Supplied material:
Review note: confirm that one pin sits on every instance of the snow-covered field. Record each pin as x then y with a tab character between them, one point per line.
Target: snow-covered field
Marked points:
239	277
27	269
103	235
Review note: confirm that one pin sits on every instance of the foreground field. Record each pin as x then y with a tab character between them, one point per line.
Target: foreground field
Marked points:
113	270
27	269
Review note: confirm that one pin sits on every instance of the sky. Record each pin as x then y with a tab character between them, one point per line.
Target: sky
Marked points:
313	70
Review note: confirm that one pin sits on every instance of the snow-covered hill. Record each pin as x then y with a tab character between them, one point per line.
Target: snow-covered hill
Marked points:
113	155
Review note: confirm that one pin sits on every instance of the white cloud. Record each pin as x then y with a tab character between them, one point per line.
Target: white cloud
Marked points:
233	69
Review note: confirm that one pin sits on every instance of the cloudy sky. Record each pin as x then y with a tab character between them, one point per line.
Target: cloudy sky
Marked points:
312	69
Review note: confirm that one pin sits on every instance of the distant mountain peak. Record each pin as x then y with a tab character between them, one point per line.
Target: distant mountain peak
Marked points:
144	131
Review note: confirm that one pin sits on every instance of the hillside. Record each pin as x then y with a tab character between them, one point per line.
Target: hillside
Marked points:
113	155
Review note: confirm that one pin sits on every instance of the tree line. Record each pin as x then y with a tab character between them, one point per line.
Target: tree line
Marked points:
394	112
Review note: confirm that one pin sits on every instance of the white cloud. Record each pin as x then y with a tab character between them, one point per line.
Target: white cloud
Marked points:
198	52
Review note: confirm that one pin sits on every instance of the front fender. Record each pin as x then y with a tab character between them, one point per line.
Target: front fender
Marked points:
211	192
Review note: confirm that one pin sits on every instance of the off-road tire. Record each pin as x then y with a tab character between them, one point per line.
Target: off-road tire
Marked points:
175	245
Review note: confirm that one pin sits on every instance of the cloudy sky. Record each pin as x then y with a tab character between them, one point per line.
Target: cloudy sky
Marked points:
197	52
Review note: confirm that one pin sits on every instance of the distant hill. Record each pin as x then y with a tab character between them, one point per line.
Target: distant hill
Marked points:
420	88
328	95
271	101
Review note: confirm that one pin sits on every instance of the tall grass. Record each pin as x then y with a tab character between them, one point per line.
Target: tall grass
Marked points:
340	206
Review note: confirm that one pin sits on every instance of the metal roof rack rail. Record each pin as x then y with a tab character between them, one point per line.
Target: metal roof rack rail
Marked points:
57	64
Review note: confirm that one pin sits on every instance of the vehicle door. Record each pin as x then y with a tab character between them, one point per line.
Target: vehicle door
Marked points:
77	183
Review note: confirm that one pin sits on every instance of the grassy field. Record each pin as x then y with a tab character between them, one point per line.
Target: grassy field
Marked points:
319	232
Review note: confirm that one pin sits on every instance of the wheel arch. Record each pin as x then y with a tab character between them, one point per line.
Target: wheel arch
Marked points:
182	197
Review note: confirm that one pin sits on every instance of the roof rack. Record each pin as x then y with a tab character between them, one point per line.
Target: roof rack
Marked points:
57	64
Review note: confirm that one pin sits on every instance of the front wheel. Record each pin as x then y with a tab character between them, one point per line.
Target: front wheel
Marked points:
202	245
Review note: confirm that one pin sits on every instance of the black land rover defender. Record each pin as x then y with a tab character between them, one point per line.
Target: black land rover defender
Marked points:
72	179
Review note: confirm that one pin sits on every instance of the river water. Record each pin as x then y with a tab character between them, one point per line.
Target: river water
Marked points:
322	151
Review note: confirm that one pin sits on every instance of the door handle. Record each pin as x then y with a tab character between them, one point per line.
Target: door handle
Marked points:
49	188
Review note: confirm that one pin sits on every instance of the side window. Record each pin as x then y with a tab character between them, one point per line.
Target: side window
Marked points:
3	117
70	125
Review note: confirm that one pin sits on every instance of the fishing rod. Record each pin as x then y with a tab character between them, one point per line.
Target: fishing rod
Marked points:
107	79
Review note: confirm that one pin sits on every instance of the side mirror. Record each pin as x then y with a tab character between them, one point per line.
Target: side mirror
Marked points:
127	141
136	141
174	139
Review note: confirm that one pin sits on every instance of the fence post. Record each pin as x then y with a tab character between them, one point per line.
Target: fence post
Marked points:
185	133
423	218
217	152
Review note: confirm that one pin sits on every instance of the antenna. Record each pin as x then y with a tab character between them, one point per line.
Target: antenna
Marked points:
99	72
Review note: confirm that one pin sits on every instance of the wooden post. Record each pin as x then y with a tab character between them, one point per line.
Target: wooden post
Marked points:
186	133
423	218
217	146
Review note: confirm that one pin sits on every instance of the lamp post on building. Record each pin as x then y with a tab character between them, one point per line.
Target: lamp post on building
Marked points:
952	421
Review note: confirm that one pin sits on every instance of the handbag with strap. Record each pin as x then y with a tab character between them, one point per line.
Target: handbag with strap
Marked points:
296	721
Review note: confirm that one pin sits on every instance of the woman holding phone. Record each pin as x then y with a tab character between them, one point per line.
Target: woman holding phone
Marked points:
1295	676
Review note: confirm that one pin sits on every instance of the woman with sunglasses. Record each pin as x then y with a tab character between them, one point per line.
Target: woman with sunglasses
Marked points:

Your task: Please reproduce every line of the material word for word.

The completed task:
Review note: confirm that one pin sits on every instance of the snow-covered field. Record each pin as x then y with a tab character between them, one point per line.
Target: snow-covered field
Marked points:
239	277
27	269
103	235
Review note: confirm that one pin sits on every instance of the foreground field. Record each pin as x then y with a tab character between them, one point per line.
Target: foreground field
Marked points:
113	270
27	269
Review note: confirm that one pin sits on every instance of the sky. Record each pin as x then y with a tab character between them, one point per line.
Target: sky
Marked points:
313	70
Review note: confirm that one pin sits on every instance of the snow-covered hill. Record each pin as x then y with a tab character between them, one point per line.
Target: snow-covered hill
Marked points:
113	155
Review note: confirm that one pin sits on every instance of the white cloud. Record each pin as x then y with a tab character between them, one point per line.
Target: white cloud
Marked points:
233	69
Review note: confirm that one pin sits on every instance of the cloudy sky. Record each pin as x then y with a tab character between them, one point per line.
Target: cloudy sky
Marked points:
312	69
Review note: confirm that one pin sits on every instance of the distant mountain peak. Record each pin as x then y with a tab character between them, one point per line.
Target: distant mountain peak
Marked points:
144	131
Review note: confirm that one pin sits on every instance of the hillside. Record each pin as x then y with a tab character between them, one point per line.
Target: hillside
Marked points:
113	155
Review note: confirm that one pin sits on every instance of the tree line. Record each pin as x then y with a tab character between them, one point per line.
Target: tree line
Marked points:
394	112
Review note: confirm that one pin sits on every instance of the white cloud. Record each pin as x then y with a tab character between them, one point per line.
Target: white cloud
Marked points:
198	52
Review note: confirm that one pin sits on every instance of the front fender. Record each pin as x then y with a tab character between them, one point per line.
Target: front fender
Marked points:
211	192
Review note: confirm that one pin sits on every instance of the off-road tire. Record each pin as x then y with a tab character between them, one point per line.
Target: off-road tire
Marked points:
175	245
Review note: confirm that one pin sits on every instance of the cloudy sky. Record each pin as x then y with a tab character between them, one point per line.
Target: cloudy sky
Marked points:
197	52
Review note: confirm that one pin sits on every instance of the distant hill. Record each pin as x then y with a tab character between them, one point per line.
Target: distant hill
Marked points:
420	88
328	95
271	101
Review note: confirm that one pin sits on every instance of the tall grass. Record each pin as x then y with a tab character between them, one point per line.
Target: tall grass
Marked points:
340	206
Review note: confirm that one pin sits on every instance of the metal roof rack rail. Record each pin as x then y with a tab character between them, one point per line.
Target: metal roof rack rail
Marked points:
57	64
Review note: confirm that one pin sits on every instance of the vehicle door. Record each pin as x then y with a tab character between them, one point per line.
Target: vehicle door
Marked points:
77	183
Review note: confirm that one pin sits on every instance of the grassy field. Record each pin as x then y with a tab character between them, one point per line.
Target: grassy field
Marked points:
319	232
Review note: confirm that one pin sits on every instance of the wheel arch. Record each pin as x then y with a tab character between them, one point per line.
Target: wheel arch
Marked points:
182	197
Review note: confirm that one pin sits on every instance of the roof rack. Record each pin as x then y with a tab character between them, one point per line.
Target: roof rack
Marked points:
57	64
Review note: confirm that one pin sits on every instance of the front wheel. Record each pin as x then y with a tab character between them, one point per line.
Target: front wheel
Marked points:
202	245
Review note: confirm that one pin sits on every instance of the black land rover defender. Record each pin as x then y with a tab character between them, one point per line.
Target: black land rover defender
Marked points:
72	179
Review note: confirm that one pin sits on every instance of the river water. Record each pin as x then y with a tab character between them, one point per line.
Target: river water
Marked points:
322	151
Review note: confirm that one pin sits on every instance of the door handle. Record each pin as x then y with a tab character between them, one point per line.
Target: door handle
Marked points:
49	188
Review note: confirm that one pin sits on every instance of the side window. Record each pin as x then y with a tab character between them, one point per line.
Target: side window
Marked points:
3	117
70	125
Review note: confirm that one pin sits on every instance of the fishing rod. Record each pin as x then y with a tab character between them, one point per line.
Target: fishing rod
Marked points:
107	79
Review note: confirm that one pin sits on every instance of the side mirror. Record each pin as x then y with a tab character between them, one point per line.
Target: side mirror
Marked points:
127	141
136	141
174	139
Review note: confirm that one pin sits on every instance of the fence post. Record each pin as x then y with a tab character between them, one point per line.
Target: fence post
Marked points:
185	133
423	218
217	152
Review note: confirm that one pin sits on every instance of the antenna. Record each pin as x then y with a tab character between them, one point per line.
Target: antenna
Marked points:
99	72
Review note: confirm that one pin sits on every instance of the wooden post. Record each pin as x then y with a tab character between them, one point per line.
Target: wooden post
Marked points:
186	133
423	218
217	146
Review note: confirm that one pin sits on every instance of the lamp post on building. Record each pin as x then y with a tab character between them, one point per line.
Target: lamp post on building
Marked points:
952	421
Review note: confirm that one pin sits on every instance of the handbag with strap. Record each pin as x then y with a tab character between them, one point per line.
Target: handbag with strap
Marked points:
296	721
Review note: confirm that one pin sits on every instance of the woman holding phone. Record each pin as x then y with a tab character between them, one point per line.
Target: woman holding phone
Marked points:
1295	676
Review note: confirm that one pin sits on every instance of the woman with sunglasses. Record each pin as x then y with a tab character between them, one point per line.
Target: woman with sunglasses
Marked points:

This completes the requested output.